## PROVIDED TEXT

— start —

Elections - How Serious Was Vote Tampering?


Opinion

By Paul Favet

When, on Wednesday, the President of the National Elections Commission (CNE), Joao Leopoldo da Costa, announced the results of the Mozambican general elections held on 28 October, he admitted that serious malpractice had occurred.
This took the form of corrupt polling station staff deliberately adding marks to ballot papers, thus turning valid votes into invalid ones. The electoral law states that any vote with marks beside the name of more than one candidate is invalid.
So unscrupulous staff take votes cast for a candidate they don't like and stick an inky fingerprint, or a blob of ink against another name. Costa attributed this to "lack of civic education or bad faith by some interested parties of people involved in the electoral process".
This is putting it very gently. How can "lack of civic education" possibly be involved? All people present at the count - the staff, the political party monitors, and any observers or journalists know perfectly well that tampering with votes is a crime.

— end —

## PROBLEM TO SOLVE
Continue the opinion piece on vote tampering in Mozambique's general elections, starting after its last sentence.

## MATERIAL SHOWN

— start —

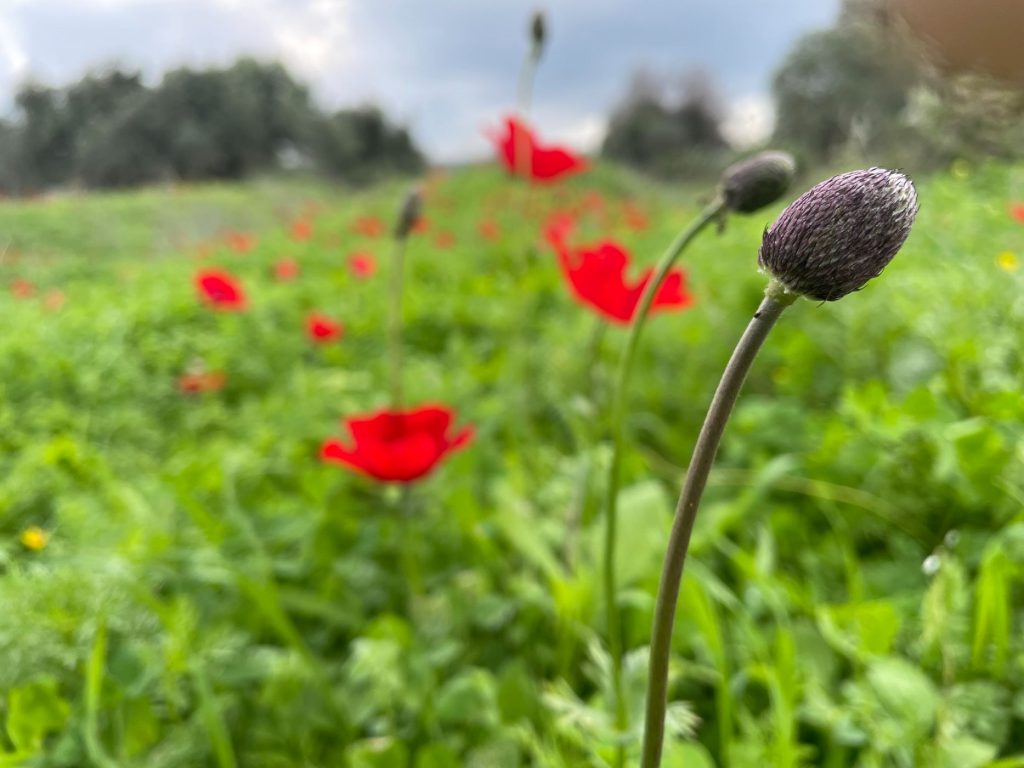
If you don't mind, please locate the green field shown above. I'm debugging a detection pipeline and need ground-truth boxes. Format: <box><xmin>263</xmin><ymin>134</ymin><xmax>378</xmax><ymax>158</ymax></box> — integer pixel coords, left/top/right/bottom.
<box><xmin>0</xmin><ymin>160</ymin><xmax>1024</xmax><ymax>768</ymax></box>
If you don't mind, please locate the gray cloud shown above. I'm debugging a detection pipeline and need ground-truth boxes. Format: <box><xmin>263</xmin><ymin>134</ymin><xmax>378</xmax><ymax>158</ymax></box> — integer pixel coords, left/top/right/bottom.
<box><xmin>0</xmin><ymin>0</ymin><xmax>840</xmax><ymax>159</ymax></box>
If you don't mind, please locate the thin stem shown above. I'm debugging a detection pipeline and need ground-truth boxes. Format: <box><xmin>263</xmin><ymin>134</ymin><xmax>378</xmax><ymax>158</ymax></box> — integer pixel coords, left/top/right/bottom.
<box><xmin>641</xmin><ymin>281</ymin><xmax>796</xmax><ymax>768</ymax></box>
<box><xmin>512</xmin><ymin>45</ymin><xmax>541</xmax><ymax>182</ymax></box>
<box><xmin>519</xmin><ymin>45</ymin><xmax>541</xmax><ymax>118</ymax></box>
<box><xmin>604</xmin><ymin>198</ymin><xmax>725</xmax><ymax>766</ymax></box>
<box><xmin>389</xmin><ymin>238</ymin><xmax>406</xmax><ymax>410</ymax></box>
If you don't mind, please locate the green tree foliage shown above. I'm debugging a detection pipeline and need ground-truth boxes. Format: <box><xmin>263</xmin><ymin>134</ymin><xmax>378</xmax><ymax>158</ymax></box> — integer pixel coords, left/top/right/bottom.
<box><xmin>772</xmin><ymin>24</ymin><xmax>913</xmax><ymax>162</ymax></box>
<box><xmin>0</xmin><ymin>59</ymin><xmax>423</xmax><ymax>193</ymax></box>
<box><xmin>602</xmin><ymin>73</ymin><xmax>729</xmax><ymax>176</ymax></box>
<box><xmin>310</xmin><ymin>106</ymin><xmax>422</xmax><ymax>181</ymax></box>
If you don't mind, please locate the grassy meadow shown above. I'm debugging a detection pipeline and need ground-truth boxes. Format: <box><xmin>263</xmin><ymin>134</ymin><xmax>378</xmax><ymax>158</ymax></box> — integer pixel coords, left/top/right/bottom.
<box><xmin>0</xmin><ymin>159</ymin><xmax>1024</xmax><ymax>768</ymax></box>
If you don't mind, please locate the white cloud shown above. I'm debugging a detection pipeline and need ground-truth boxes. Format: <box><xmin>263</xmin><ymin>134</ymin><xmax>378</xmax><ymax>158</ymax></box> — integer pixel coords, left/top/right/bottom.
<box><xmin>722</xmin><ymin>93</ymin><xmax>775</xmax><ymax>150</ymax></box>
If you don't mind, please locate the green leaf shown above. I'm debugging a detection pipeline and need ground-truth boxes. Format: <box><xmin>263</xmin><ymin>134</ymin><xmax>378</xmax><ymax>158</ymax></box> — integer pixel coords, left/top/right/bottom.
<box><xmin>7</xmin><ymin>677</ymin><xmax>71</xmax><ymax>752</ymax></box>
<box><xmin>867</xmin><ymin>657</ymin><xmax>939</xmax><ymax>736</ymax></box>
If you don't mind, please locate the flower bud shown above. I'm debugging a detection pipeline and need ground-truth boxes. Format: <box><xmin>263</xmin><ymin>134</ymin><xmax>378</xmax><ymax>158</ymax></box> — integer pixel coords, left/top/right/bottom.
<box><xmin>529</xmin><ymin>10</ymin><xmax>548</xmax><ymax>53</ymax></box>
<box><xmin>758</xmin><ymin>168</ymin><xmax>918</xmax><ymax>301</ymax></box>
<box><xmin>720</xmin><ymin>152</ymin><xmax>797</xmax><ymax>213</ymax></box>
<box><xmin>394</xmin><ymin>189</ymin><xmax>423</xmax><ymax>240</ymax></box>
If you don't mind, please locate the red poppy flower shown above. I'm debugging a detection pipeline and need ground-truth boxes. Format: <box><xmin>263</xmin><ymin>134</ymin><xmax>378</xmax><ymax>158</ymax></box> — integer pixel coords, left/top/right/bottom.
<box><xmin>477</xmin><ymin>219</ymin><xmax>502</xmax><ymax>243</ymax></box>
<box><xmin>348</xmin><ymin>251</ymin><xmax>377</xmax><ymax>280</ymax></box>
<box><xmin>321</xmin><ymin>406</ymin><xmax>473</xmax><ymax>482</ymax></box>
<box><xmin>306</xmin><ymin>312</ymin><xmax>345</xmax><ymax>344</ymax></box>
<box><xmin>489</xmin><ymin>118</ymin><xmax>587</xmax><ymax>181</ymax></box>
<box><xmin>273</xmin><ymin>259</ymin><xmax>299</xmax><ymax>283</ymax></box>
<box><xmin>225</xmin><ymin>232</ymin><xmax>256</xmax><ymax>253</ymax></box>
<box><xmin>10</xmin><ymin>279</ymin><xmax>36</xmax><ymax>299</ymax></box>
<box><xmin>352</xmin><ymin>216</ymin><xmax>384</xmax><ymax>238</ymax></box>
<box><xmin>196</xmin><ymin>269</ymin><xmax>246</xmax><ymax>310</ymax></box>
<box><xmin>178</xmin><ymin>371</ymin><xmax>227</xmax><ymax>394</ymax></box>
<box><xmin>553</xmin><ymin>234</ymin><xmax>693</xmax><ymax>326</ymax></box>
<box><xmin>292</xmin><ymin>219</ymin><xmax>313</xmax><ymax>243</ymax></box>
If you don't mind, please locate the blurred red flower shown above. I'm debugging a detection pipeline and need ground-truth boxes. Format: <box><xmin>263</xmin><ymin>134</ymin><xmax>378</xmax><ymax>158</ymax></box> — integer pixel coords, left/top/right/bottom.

— end —

## EXERCISE RESULT
The polling station manual, used as a basis for the training of staff, states that "distorting, replacing, suppressing, stealing, destroying, or altering electoral registers, ballot papers, polling station minutes, results sheets or any other electoral material or documents" is a crime.
The manual also warned that polling station staff are individually responsible "for any criminal acts they may commit during the voting and count". Yet these warnings were not sufficient to deter them, and a significant minority of staff did indeed alter ballot papers.
Costa did not suggest which candidates lost votes this way - but anyone who visited the room where the CNE checked all the ballot papers declared invalid at the polling stations could have seen that this fraud was mostly practiced against the main opposition presidential candidate, Afonso Dhlakama, leader of the former rebel movement Renamo.
AIM did see a few votes from Niassa province where it looked as if the voter had made a neat cross beside the name of incumbent president Armando Guebuza, and somebody else had added an inky fingerprint against Dhlakama's name. But these were vastly outnumbered by the opposite phenomenon - where voters had chosen Dhlakama, and a mysterious mark also appeared beside Guebuza's name.
These, it should be added, are quite distinct from genuinely invalid votes, where the same hand has clearly put a cross beside two or all three of the presidential candidates, or has put his mark in between two candidates, or has scribbled words of insult or praise across the ballot paper.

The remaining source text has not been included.